> [Selected text]:
BEGIN

4.02 AVERAGE


I am mentally kicking myself for not picking up Isabel Quintero’s Gabi, a Girl in Pieces sooner. This contemporary features one of the most genuine voices I’ve come across, handling difficult issues with honesty and care, with representation that spoke directly to this Latina reader. Gabi Hernandez is many things. Best friend. Daughter. Sister. Fat girl. Mexican-American. In her senior year of high school, Gabi is trying to juggle all her different identities while simultaneously not disappointing her mother and not letting her father’s meth addiction take her whole family down with him. Told in diary entries, Quintero’s novel feels intimate and personal. Gabi feels fully-fleshed out; she’s candid, self-depreciating, and had me laughing out loud on several occasions. So many of these characters felt familiar from the eccentric tía to the judgmental mother. The novel addresses teen pregnancy, homophobia, being the child of an addict, and gender roles in the Latinx community. I loved that Gabi found a creative outlet in her poetry and found it really rewarding to see how her poetry matures over the course of the novel. Gabi, a Girl in Pieces is the kind of novel I wish I had as a teen as several of Gabi’s hopes and fears felt like my own. TW: homophobia, fatphobia, slut shaming, rape, and drug use.

END

> [Task to complete]: Copy the review of Gabi, a Girl in Pieces above word for word, from its first line through its last.

> [Data provided]:
BEGIN

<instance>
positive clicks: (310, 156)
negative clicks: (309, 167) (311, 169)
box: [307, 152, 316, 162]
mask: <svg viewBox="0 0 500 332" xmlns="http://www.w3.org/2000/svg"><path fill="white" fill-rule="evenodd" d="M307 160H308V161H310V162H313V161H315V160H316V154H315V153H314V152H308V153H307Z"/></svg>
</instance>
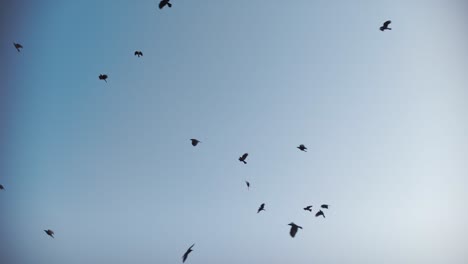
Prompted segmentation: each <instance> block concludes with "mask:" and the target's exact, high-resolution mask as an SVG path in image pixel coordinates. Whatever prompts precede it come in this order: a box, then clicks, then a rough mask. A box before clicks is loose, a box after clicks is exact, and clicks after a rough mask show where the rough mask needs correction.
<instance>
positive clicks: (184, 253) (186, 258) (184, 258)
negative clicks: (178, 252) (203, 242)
mask: <svg viewBox="0 0 468 264" xmlns="http://www.w3.org/2000/svg"><path fill="white" fill-rule="evenodd" d="M193 246H195V244H193V245H192V246H191V247H189V249H187V251H186V252H185V253H184V255H183V256H182V263H184V262H185V261H186V260H187V257H188V254H190V252H192V251H193V250H192V248H193Z"/></svg>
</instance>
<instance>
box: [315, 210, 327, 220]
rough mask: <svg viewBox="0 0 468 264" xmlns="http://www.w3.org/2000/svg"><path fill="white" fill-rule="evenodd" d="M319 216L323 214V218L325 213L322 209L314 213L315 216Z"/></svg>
mask: <svg viewBox="0 0 468 264" xmlns="http://www.w3.org/2000/svg"><path fill="white" fill-rule="evenodd" d="M319 216H323V218H325V214H324V213H323V211H322V210H320V211H318V212H317V213H316V214H315V217H319Z"/></svg>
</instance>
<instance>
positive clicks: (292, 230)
mask: <svg viewBox="0 0 468 264" xmlns="http://www.w3.org/2000/svg"><path fill="white" fill-rule="evenodd" d="M289 225H290V226H291V230H289V234H290V235H291V237H295V236H296V233H297V230H299V228H300V229H302V226H298V225H296V224H294V223H290V224H289Z"/></svg>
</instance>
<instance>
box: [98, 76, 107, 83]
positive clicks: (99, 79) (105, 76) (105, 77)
mask: <svg viewBox="0 0 468 264" xmlns="http://www.w3.org/2000/svg"><path fill="white" fill-rule="evenodd" d="M99 80H104V81H105V82H107V74H99Z"/></svg>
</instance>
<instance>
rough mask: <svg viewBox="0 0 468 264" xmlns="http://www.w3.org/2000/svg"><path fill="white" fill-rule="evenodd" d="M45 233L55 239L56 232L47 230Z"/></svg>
mask: <svg viewBox="0 0 468 264" xmlns="http://www.w3.org/2000/svg"><path fill="white" fill-rule="evenodd" d="M44 232H46V234H47V235H49V236H51V237H52V238H54V231H52V230H50V229H47V230H44Z"/></svg>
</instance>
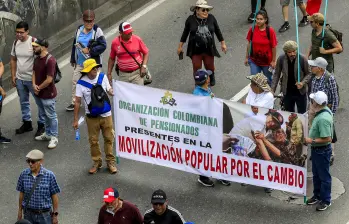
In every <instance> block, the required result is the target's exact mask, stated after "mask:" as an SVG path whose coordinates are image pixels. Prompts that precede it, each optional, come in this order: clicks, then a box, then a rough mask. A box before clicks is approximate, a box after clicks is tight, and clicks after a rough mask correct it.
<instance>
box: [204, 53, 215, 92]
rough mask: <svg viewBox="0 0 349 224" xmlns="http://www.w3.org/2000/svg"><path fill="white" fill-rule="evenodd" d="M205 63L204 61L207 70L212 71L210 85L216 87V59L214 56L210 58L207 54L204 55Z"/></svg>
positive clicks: (208, 55) (210, 78)
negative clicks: (215, 65)
mask: <svg viewBox="0 0 349 224" xmlns="http://www.w3.org/2000/svg"><path fill="white" fill-rule="evenodd" d="M203 61H204V66H205V69H206V70H211V71H212V75H210V85H211V86H214V85H216V78H215V67H214V57H213V56H209V55H207V54H204V55H203Z"/></svg>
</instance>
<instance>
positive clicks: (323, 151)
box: [313, 144, 332, 205]
mask: <svg viewBox="0 0 349 224" xmlns="http://www.w3.org/2000/svg"><path fill="white" fill-rule="evenodd" d="M331 151H332V150H331V144H330V145H329V146H328V148H327V149H325V150H321V152H318V156H317V159H318V160H319V161H318V164H319V167H318V173H319V179H320V181H321V189H320V199H321V201H322V202H324V203H326V204H327V205H329V204H330V203H331V185H332V177H331V174H330V158H331ZM313 160H314V159H313Z"/></svg>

END

> [Your solution]:
4.02 AVERAGE


I am mentally kicking myself for not picking up Isabel Quintero’s Gabi, a Girl in Pieces sooner. This contemporary features one of the most genuine voices I’ve come across, handling difficult issues with honesty and care, with representation that spoke directly to this Latina reader. Gabi Hernandez is many things. Best friend. Daughter. Sister. Fat girl. Mexican-American. In her senior year of high school, Gabi is trying to juggle all her different identities while simultaneously not disappointing her mother and not letting her father’s meth addiction take her whole family down with him. Told in diary entries, Quintero’s novel feels intimate and personal. Gabi feels fully-fleshed out; she’s candid, self-depreciating, and had me laughing out loud on several occasions. So many of these characters felt familiar from the eccentric tía to the judgmental mother. The novel addresses teen pregnancy, homophobia, being the child of an addict, and gender roles in the Latinx community. I loved that Gabi found a creative outlet in her poetry and found it really rewarding to see how her poetry matures over the course of the novel. Gabi, a Girl in Pieces is the kind of novel I wish I had as a teen as several of Gabi’s hopes and fears felt like my own. TW: homophobia, fatphobia, slut shaming, rape, and drug use.